## EXERCISE SET
- a) Answer these questions from the Linked Data demo:
(i) Which package must be installed for the exercise?
(ii) What return format does the helper function set before running the query?
(iii) What URL is assigned to `wds`?
- b) Repeat, character for character, the stretch of the Linked Data demo below that begins with the words containing "result = sparql.query()" and ends with "return pd.DataFrame(out, columns=cols)".

## PASSAGE SHOWN
---

# Demo: Reading Linked Data
* for this exercise you will need to install SPARQLWrapper:
  * __`~/anaconda3/bin/conda install -c conda-forge sparqlwrapper`__
  * Windows: Use Start Menu to open Anaconda Shell, then __`conda install -c conda-forge sparqlwrapper`__

In [8]:
import pandas as pd
import json
from SPARQLWrapper import SPARQLWrapper, JSON

In [9]:
def get_sparql_dataframe(service, query):
    """
    Helper function to convert SPARQL results into a Pandas data frame.
    """
    sparql = SPARQLWrapper(service)
    sparql.setQuery(query)
    sparql.setReturnFormat(JSON)
    result = sparql.query()

    processed_results = json.load(result.response)
    cols = processed_results['head']['vars']

    out = []
    for row in processed_results['results']['bindings']:
        item = []
        for c in cols:
            item.append(row.get(c, {}).get('value'))
        out.append(item)

    return pd.DataFrame(out, columns=cols)

In [10]:
wds = "https://query.wikidata.org/sparql"

---

## DATA SUPPLIED
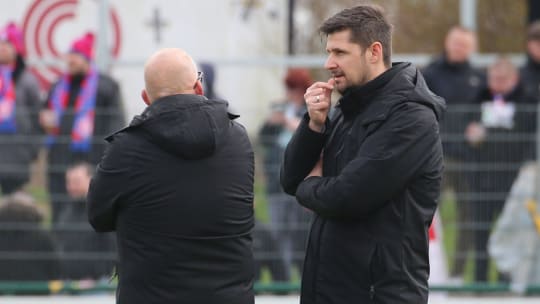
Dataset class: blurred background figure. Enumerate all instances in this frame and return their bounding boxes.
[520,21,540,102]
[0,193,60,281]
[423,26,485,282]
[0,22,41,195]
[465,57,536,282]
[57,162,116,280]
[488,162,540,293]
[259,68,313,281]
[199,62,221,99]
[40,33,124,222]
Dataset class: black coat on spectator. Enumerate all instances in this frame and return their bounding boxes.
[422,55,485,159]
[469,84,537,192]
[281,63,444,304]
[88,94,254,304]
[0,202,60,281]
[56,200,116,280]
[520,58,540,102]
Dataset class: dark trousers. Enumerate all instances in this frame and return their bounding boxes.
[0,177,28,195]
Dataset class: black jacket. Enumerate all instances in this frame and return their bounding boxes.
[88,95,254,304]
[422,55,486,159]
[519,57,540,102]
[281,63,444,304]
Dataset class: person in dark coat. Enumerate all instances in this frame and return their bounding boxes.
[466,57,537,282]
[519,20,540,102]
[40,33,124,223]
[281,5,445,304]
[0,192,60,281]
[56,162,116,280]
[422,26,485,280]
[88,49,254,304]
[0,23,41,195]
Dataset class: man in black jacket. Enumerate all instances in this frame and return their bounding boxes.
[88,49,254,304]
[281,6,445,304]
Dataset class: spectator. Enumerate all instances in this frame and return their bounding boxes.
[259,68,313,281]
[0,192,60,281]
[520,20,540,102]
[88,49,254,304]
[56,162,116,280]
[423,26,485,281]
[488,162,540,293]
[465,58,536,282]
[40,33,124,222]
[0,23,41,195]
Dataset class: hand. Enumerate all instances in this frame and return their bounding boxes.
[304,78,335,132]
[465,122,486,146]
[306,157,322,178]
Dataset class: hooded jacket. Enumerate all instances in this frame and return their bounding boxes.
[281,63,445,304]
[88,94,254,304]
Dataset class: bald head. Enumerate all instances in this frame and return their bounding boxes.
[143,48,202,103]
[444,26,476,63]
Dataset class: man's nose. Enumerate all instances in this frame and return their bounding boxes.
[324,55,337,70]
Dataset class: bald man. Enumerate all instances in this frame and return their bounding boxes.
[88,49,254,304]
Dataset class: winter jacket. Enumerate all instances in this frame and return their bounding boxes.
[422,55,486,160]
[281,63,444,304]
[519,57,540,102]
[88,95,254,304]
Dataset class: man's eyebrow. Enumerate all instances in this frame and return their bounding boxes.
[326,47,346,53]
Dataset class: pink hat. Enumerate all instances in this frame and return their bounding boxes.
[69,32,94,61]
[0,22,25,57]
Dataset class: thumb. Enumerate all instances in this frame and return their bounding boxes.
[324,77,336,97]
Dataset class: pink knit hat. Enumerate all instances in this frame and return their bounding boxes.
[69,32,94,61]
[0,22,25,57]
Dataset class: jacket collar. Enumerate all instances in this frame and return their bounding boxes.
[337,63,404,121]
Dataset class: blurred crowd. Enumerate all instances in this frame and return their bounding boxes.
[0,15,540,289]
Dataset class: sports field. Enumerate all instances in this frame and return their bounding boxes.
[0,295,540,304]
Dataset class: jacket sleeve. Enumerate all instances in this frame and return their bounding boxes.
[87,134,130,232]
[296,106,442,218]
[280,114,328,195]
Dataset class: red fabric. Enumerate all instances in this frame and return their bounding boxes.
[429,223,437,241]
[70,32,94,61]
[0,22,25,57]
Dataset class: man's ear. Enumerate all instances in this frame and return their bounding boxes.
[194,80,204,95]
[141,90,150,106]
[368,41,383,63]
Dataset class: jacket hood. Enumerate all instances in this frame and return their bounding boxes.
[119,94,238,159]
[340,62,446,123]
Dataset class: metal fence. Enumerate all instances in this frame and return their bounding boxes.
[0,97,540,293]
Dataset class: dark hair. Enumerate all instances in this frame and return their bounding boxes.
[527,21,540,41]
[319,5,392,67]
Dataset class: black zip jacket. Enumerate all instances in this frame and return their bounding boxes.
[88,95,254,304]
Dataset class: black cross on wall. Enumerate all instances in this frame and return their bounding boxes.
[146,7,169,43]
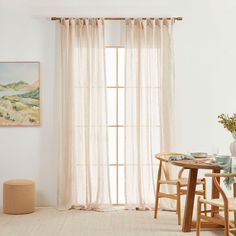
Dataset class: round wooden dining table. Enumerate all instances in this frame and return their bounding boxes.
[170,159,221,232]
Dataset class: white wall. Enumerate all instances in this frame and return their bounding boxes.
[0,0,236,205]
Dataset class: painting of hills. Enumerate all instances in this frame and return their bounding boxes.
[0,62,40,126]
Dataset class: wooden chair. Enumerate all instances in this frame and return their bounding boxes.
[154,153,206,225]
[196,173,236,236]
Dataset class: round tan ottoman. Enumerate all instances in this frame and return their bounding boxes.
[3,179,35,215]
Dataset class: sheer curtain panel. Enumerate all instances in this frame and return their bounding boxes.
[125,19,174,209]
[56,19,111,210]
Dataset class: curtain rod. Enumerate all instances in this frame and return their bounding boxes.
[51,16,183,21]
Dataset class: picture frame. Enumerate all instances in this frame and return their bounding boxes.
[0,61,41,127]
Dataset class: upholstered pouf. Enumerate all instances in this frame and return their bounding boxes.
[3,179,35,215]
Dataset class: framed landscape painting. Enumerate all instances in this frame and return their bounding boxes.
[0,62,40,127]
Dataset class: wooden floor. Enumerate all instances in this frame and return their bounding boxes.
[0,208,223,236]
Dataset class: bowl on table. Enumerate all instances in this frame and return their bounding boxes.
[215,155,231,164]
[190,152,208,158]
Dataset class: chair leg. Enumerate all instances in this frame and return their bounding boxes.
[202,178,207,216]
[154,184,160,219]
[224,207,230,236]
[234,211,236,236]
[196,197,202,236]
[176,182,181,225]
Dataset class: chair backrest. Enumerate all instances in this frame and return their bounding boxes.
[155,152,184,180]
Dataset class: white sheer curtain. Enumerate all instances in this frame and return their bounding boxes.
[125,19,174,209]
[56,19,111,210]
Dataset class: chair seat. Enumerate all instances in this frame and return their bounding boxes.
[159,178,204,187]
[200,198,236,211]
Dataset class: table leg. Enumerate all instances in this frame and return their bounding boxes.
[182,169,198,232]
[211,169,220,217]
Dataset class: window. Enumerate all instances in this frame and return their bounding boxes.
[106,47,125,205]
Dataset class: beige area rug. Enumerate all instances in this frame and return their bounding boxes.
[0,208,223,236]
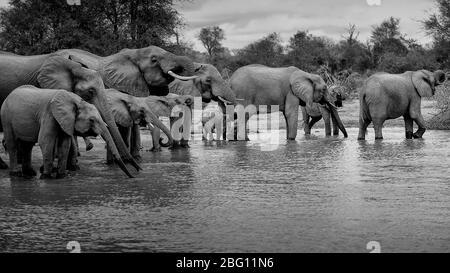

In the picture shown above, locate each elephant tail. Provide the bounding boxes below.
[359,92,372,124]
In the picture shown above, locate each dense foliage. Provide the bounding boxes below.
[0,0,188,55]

---

## IN RESPONSE
- a)
(i) SPARQLWrapper
(ii) JSON
(iii) https://query.wikidata.org/sparql

- b)
result = sparql.query()

    processed_results = json.load(result.response)
    cols = processed_results['head']['vars']

    out = []
    for row in processed_results['results']['bindings']:
        item = []
        for c in cols:
            item.append(row.get(c, {}).get('value'))
        out.append(item)

    return pd.DataFrame(out, columns=cols)